■ **Passage to read**:
====================

Turn the main assembly over and remove the shaft bearing (10mm x 15mm x 4mm)
Remove the support ring from the housing (2 screws)
Whilst I am there I remove the spool/drag shaft plate to remove the bearing (6mm x 17mm x 6mm)
Pop the bearing out, clean and re grease and start to remove the gear shaft
Once the gear shaft is out I check the one way bearing
I remove the drag stop and then clean and grease both sides of the plate
Drop of oil to the pawls
Finally can start putting it back together, drag stop back on and re insert the shaft housing
Shaft support ring back on
Spool/drag shaft plate back on
Turn over and replace the re greased bearing
Gear and gear plate back together..don't forget to grease threads
Gear, washer and bearing back in..watch the edges of the shaft and the one way bearing..
Gear back in..

====================

■ **Dataset excerpts on object pointing**:
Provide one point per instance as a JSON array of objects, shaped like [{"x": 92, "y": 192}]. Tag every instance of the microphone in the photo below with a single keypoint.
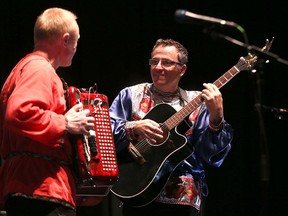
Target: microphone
[{"x": 184, "y": 16}]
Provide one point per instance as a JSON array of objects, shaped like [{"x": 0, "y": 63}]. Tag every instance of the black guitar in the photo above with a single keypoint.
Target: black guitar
[{"x": 145, "y": 173}]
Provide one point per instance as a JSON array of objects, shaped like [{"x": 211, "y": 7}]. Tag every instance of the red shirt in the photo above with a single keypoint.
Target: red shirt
[{"x": 31, "y": 121}]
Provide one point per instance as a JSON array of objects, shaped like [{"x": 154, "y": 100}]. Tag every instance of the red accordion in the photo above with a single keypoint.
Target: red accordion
[{"x": 95, "y": 164}]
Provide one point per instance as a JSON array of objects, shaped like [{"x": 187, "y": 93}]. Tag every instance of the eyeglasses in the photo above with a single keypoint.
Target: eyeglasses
[{"x": 164, "y": 63}]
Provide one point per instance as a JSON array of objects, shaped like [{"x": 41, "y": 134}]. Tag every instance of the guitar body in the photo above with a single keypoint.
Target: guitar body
[{"x": 140, "y": 183}]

====================

■ **To be done**:
In the disassembly steps, rewrite the part that opens with the words containing "Remove the support" and closes with "Gear back in..", renaming "drag stop" to "drag washer" wherever it occurs.

■ **Solution to this task**:
Remove the support ring from the housing (2 screws)
Whilst I am there I remove the spool/drag shaft plate to remove the bearing (6mm x 17mm x 6mm)
Pop the bearing out, clean and re grease and start to remove the gear shaft
Once the gear shaft is out I check the one way bearing
I remove the drag washer and then clean and grease both sides of the plate
Drop of oil to the pawls
Finally can start putting it back together, drag washer back on and re insert the shaft housing
Shaft support ring back on
Spool/drag shaft plate back on
Turn over and replace the re greased bearing
Gear and gear plate back together..don't forget to grease threads
Gear, washer and bearing back in..watch the edges of the shaft and the one way bearing..
Gear back in..